Learning about wine, vines and vignerons whilst living in the Languedoc


My wines of 2017


I was fortunate to taste many excellent sparkling wines this year. Excellent PetNats such as Éxilé from Domaine Jousset in the Loire, Jeff’s Bibonade rosé and the excellent Restons Nature from Kumpf et Meyer in Alsace. However, I have to admit that champagne always comes out as my favourite sparkling wine. From Boulard, Pascal, Jacquesson and others I was able to appreciate some lovely wines.

Top of my class this year though was Jacques Lassaigne, who I was very happy to meet at Chai Christine Cannac in Bédarieux. His vintage 2008 was sheer delight, a top class champagne with freshness, complexity and sheer pleasure.


So many good white wines this year. The unexpectedly good Georgian amphora wine from Marks and Spencer was a late favourite. Alexandre Bain’s excellent Pouilly Fumés are always a joy, especially Pierre Précieuse 2015, proving that Sauvignon Blanc can be a wine of true quality. Okanagan Crush Pad from Canada was another source of excellent Sauvignon Blanc, Free Form 2015 which had nine months of skin contact. Austria provided many highlights, the wines of the Rennersistas, Koppitsch, Gut Oggau, Meinklang and the brilliant Andreas Tscheppe.

Task statement
Rewrite the paragraph of the wine post above that begins "I was fortunate to taste" as a short bulleted list that keeps its main facts.

Dataset extract
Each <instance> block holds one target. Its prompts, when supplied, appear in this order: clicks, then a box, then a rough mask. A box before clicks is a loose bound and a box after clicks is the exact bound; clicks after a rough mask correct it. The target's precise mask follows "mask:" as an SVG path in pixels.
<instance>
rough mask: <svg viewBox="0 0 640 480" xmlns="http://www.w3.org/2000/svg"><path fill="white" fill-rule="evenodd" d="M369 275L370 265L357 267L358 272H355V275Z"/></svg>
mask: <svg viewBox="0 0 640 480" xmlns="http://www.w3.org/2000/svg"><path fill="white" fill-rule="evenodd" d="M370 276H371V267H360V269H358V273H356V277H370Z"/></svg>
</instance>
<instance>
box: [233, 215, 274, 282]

* * *

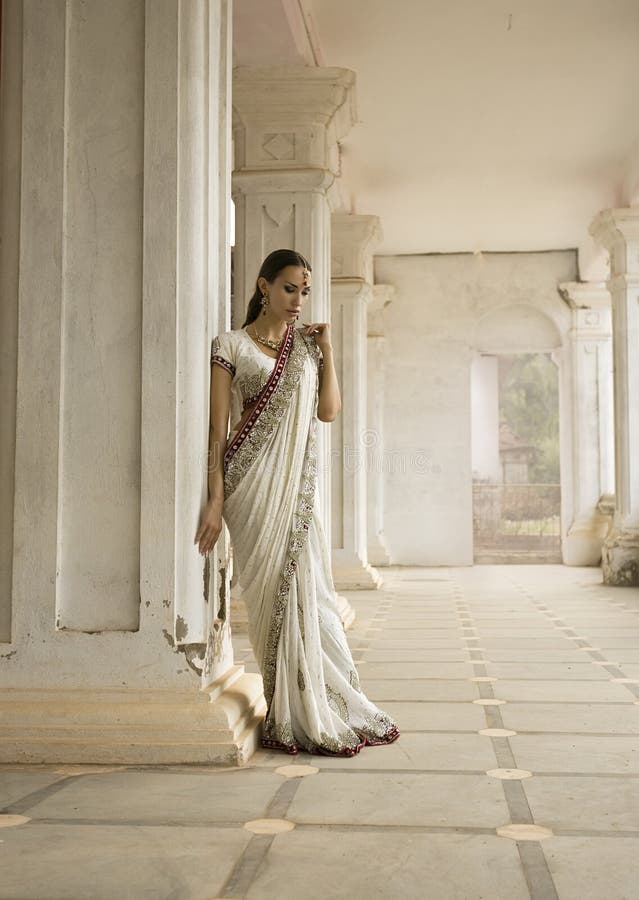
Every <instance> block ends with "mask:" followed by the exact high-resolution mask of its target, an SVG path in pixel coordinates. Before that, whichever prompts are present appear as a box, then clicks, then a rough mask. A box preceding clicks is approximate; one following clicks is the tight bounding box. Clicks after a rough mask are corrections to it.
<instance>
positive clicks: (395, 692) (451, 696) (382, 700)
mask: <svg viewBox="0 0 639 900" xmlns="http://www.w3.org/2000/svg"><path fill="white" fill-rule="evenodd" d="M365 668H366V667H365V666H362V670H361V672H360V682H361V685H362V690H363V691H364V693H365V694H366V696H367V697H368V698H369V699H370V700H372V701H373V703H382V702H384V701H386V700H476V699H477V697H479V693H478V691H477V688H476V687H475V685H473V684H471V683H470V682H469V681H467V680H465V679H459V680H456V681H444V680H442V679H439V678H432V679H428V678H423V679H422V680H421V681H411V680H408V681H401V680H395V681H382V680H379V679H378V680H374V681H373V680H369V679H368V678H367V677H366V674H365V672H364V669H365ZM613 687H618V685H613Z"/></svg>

Written reply
- Many excellent sparkling wines were tasted this year.
- PetNat highlights: Éxilé from Domaine Jousset (Loire), Jeff's Bibonade rosé, and Restons Nature from Kumpf et Meyer (Alsace).
- Champagne remains the favorite sparkling wine.
- Lovely champagnes came from Boulard, Pascal, Jacquesson and others.